* [PROVIDED PASSAGE]
INTEGRATED CIRCUIT WITH MICRO-PORES CERAMIC HEAT SINK

Abstract

An integrated circuit includes an integrated circuit device, a micro-pores ceramic heat sink and a heat conductive medium. The micro-pores ceramic heat sink is placed on a surface of the integrated circuit device. The heat conductive medium is placed in between the integrated circuit device and the micro-pores ceramic heat sink with one surface joined to the integrated circuit device and the other surface to the micro-pores ceramic heat sink.

Description

BACKGROUND OF INVENTION

1. Field of Invention

This invention relates to an integrated circuit using a micro-pores ceramic heat sink and more particularly to an integrated circuit having a micro-pores ceramic heat sink that can evenly dissipate the heat generated by an integrated circuit device toward surfaces of the micro-pores ceramics heat sink and therefore reduce the heat resistance and enhance the heat dissipation effect.

* [DATASET SECTION]
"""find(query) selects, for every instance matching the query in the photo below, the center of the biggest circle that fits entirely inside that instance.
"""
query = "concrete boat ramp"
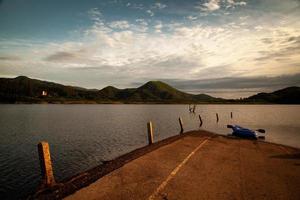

* [GIVEN INSTRUCTION]
Copy the ceramic heat sink patent text starting at "An integrated circuit includes" and ending at "heat dissipation effect.", changing "heat conductive medium" to "thermal interface material".

* [SOLUTION BELOW]
An integrated circuit includes an integrated circuit device, a micro-pores ceramic heat sink and a thermal interface material. The micro-pores ceramic heat sink is placed on a surface of the integrated circuit device. The thermal interface material is placed in between the integrated circuit device and the micro-pores ceramic heat sink with one surface joined to the integrated circuit device and the other surface to the micro-pores ceramic heat sink.

Description

BACKGROUND OF INVENTION

1. Field of Invention

This invention relates to an integrated circuit using a micro-pores ceramic heat sink and more particularly to an integrated circuit having a micro-pores ceramic heat sink that can evenly dissipate the heat generated by an integrated circuit device toward surfaces of the micro-pores ceramics heat sink and therefore reduce the heat resistance and enhance the heat dissipation effect.